- [Stated goal]: Show every line in the records below that contains the word "grassy", copying each line in full.

- [Records for this exercise]:

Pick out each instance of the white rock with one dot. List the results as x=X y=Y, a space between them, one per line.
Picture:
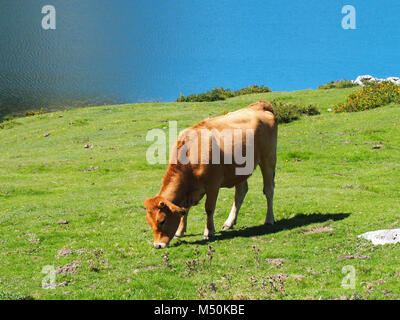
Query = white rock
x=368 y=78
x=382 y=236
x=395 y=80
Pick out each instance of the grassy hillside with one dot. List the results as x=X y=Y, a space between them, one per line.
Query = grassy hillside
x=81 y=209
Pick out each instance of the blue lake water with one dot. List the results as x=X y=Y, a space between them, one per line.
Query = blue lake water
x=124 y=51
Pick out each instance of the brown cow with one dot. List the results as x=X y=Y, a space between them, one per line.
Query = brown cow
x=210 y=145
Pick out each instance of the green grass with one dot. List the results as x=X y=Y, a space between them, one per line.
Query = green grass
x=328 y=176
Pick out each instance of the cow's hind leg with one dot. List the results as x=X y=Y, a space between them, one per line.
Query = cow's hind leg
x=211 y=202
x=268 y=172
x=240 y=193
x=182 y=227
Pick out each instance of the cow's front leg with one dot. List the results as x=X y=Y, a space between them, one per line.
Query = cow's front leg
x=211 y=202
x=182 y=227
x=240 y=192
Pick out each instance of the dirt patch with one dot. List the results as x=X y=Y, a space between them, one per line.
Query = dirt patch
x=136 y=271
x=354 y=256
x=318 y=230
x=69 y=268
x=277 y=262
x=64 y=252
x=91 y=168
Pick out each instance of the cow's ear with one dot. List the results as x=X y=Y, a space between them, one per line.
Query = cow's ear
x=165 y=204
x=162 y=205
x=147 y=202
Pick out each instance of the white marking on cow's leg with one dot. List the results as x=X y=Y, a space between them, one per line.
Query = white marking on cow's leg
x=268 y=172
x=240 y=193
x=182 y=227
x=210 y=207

==

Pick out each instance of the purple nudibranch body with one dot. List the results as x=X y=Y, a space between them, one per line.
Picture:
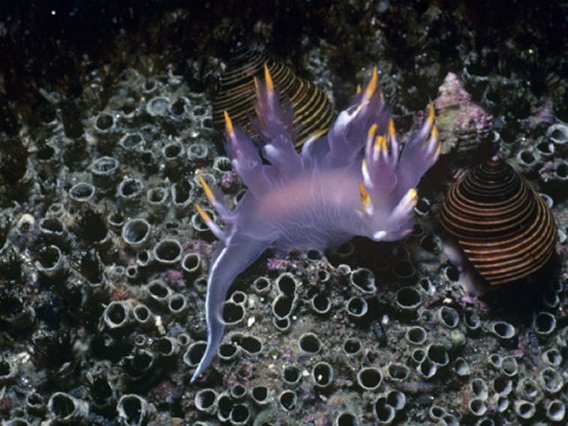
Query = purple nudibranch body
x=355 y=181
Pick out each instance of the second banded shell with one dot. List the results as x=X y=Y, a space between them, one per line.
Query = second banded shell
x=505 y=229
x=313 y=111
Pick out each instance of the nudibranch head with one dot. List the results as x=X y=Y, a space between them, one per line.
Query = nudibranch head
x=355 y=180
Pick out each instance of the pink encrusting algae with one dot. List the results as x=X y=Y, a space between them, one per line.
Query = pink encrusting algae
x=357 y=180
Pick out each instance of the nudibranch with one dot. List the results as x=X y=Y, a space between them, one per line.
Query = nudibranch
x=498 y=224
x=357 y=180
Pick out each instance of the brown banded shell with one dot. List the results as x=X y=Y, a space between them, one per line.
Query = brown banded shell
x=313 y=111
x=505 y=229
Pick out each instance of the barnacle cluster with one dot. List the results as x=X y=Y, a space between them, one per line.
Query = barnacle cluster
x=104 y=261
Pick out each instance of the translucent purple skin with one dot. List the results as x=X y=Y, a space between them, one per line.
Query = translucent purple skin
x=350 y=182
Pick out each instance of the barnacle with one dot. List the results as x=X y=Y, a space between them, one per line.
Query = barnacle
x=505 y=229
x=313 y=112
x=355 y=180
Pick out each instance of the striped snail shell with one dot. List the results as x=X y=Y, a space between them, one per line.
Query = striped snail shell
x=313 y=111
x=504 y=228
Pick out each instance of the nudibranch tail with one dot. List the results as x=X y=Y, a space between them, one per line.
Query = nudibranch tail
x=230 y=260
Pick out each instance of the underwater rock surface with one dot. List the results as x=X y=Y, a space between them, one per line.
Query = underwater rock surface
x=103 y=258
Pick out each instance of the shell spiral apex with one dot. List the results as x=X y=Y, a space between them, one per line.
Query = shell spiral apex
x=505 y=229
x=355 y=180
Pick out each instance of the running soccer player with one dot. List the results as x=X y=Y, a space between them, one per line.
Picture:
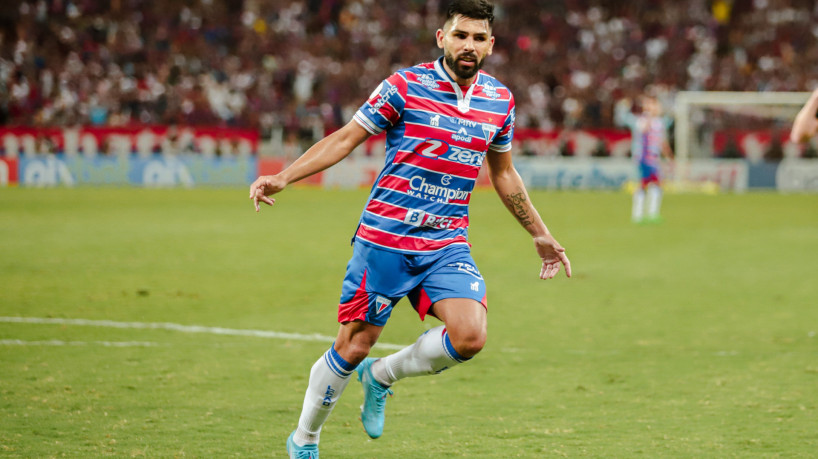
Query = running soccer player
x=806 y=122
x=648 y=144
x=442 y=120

--

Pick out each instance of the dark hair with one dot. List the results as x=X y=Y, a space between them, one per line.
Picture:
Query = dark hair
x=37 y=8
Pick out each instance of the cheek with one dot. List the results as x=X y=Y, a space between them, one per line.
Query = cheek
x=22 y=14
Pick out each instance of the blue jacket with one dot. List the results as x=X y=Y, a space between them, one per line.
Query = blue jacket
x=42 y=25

- [Result of this exercise]:
Pick out each instance of the grassy hillside with one dot. List the results as x=X y=Y, a space between them, one per line.
Query = grassy hillside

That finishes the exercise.